**Okunacak Metin**
——
Piyasada alınıp satılan kitap talebe bağlı bir metaya dönüşünce, daha doğrusu o talebi yöneterek insanı güç ilişkilerinin kademelerine hazırlayan şirketler tarafından kontrol altına alınınca içerikler de kaçınılmaz olarak başkalaşıyor. Buradan kastım egemen içerikler, yani dağıtıma giren, geniş kitlelere erişebilen, toplum tarafından kabul görmesi amacıyla popülerlik sağlanan içerikler. Tür fark etmeksizin her tür kitaptan, yayından bahsediyorum…
Böylesi yaygın bir içerik gücü giderek büyüyen bir yozlaşmayı, insanilikten uzaklaşmayı da tetikliyor diyebilirim. Üstelik görsel işitsel medyanın, dijitalin aynı güç merkezlerinin elinde niteliksiz gelişimi bu süreci daha da kötü hale getirdi. Bu olumsuz hal yaşamın her düzeyinde, tüm ilişkilerde, tercihlerde, politik alanda egemen, baskın bir noktaya erişiyor. Senden benden yani az sayıdaki okurdan, kendini geliştirme heyecanında olan, farkındalığı bir nebze de olsa gelişmiş insanlardan bahsetmiyorum burada. Büyük kitlelerden, bayağılığın, tüketim araçlarının üzerine kurulmuş iktidarların eline düşmüş yığınlardan bahsediyorum.
İçerikler başkalaşıyor. İçeriklerin erişimi, piyasalaşmış bir toplum düzeninde dağıtımı kapitalist üretim ve tüketim düzeninin güç yapıları tarafından düzenleniyor, kontrol altında tutuluyor.
“Abi iyi de ne olacak şimdi, bu hal neyi etkiler?” diyenleriniz olabilir. En sıradan haliyle, kimi zaman önemsemeden geçtiğimiz nezaket anlayışından tutun da toplumların biçimlenmesinde başat rol oynayan politik düşünce ve anlayışlara, değer yargılarından bilgi kapasitesine, kendini ifade etme yeterliliğinden kendini bilmeye kadar o kadar çok şeyi var ki etkilenen.
——
**Sağlanan Bilgiler**
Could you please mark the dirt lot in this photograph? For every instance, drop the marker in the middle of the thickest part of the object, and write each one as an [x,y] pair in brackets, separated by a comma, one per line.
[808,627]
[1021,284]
——
**Verilen Görev 1**
Aşağıdaki ifadelerin metinle uyuşup uyuşmadığını belirtin. Her biri için evet ya da hayır deyin ve kararı belirleyen sözleri metinden birebir alıntılayın: (a) Yazar, büyük kitlelerden söz ettiğini açıkça belirtir. (b) Metin yalnızca belirli bir türdeki kitapları ele alır. (c) Görsel işitsel medyanın gelişimi süreci iyileştirmiştir.
**Verilen Görev 2**
Metinde "İçerikler başkalaşıyor. İçeriklerin" sözleriyle başlayıp "kontrol altında tutuluyor." sözlerine kadar süren bölümü, bu sözler de dahil olmak üzere, değiştirmeden kopyalayın.
Yanıtlarda yalnızca metni esas alın.

**Doğru Sonuç 1**
(a) Evet: "Büyük kitlelerden, bayağılığın, tüketim araçlarının üzerine kurulmuş iktidarların eline düşmüş yığınlardan bahsediyorum."
(b) Hayır: "Tür fark etmeksizin her tür kitaptan, yayından bahsediyorum"
(c) Hayır: "bu süreci daha da kötü hale getirdi"

**Doğru Sonuç 2**
İçerikler başkalaşıyor. İçeriklerin erişimi, piyasalaşmış bir toplum düzeninde dağıtımı kapitalist üretim ve tüketim düzeninin güç yapıları tarafından düzenleniyor, kontrol altında tutuluyor.